(Beginning of Supplied material)
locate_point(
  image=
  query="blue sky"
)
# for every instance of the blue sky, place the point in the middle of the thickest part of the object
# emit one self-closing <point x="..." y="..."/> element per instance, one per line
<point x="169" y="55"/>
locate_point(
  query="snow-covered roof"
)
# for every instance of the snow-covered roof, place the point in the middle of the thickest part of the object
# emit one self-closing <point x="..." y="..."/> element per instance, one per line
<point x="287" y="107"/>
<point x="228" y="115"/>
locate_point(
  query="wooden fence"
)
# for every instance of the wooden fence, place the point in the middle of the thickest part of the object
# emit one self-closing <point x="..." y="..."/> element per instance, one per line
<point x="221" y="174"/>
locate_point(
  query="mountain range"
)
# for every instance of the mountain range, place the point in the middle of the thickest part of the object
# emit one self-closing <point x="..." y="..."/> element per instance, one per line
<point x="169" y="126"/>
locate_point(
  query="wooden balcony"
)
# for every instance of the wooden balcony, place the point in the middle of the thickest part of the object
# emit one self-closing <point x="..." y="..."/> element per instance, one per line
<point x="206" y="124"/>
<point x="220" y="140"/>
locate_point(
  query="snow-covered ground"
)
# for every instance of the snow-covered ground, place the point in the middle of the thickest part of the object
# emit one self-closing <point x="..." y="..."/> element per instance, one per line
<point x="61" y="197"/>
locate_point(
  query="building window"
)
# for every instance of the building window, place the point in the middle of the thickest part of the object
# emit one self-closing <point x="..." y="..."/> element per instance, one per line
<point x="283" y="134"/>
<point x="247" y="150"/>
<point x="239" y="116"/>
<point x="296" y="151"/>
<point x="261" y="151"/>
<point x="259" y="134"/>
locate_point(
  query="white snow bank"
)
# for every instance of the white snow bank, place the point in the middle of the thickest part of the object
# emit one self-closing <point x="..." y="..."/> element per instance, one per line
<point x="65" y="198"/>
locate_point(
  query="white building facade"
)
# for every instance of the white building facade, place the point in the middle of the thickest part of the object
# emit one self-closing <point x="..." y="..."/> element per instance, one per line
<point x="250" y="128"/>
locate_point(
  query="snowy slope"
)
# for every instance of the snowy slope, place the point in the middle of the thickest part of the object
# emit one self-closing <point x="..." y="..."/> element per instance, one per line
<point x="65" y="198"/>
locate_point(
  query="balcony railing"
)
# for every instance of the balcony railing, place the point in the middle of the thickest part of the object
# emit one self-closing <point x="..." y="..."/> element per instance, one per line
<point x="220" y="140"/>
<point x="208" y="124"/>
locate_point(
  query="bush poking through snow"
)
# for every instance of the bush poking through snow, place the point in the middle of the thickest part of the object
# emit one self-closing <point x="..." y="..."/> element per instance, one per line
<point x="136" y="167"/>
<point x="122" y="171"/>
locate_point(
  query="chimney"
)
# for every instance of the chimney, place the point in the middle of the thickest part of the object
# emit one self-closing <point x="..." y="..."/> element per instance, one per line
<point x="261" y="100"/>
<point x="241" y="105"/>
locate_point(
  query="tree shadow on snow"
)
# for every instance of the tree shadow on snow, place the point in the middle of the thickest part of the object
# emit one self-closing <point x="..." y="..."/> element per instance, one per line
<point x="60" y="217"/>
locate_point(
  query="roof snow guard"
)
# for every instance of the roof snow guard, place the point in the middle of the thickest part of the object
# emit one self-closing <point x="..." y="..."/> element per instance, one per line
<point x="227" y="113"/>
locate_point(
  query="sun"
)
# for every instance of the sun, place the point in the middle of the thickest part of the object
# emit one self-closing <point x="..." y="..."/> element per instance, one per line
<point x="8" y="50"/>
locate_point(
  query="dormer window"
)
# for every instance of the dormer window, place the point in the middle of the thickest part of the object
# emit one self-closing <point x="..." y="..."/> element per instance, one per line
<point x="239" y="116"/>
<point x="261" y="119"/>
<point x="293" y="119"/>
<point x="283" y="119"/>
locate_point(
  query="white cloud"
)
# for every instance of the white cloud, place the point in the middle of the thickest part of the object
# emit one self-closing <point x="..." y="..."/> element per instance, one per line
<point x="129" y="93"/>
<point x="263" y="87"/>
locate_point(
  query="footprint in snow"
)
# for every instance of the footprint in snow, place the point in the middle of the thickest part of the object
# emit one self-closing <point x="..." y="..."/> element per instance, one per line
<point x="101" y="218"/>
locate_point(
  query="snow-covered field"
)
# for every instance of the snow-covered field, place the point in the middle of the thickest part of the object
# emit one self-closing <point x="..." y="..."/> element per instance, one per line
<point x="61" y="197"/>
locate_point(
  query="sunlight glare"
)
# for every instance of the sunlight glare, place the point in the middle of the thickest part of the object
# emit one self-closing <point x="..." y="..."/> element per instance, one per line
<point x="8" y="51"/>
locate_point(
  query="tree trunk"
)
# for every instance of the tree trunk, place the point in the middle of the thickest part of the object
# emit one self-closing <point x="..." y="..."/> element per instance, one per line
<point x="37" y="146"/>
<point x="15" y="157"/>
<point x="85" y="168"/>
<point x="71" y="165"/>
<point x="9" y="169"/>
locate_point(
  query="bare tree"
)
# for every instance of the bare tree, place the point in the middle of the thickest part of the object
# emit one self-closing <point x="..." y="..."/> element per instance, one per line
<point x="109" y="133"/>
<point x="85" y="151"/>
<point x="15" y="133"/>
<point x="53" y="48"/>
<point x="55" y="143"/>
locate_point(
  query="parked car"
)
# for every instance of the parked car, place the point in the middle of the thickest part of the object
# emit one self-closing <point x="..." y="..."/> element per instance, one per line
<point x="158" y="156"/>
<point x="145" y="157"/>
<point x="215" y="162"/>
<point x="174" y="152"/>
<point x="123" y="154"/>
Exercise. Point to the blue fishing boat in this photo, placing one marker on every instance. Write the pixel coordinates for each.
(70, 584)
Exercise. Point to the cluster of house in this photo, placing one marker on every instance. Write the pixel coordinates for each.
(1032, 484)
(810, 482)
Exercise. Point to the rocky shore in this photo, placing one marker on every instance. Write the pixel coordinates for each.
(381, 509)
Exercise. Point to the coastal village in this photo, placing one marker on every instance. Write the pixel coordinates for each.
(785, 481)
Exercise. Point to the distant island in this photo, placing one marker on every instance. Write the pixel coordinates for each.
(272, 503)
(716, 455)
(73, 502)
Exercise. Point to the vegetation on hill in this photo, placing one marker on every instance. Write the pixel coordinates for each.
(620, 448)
(End of Supplied material)
• Problem to solve:
Reply with one number, the count of lines in the preceding listing that hold the string "bush".

• Result:
2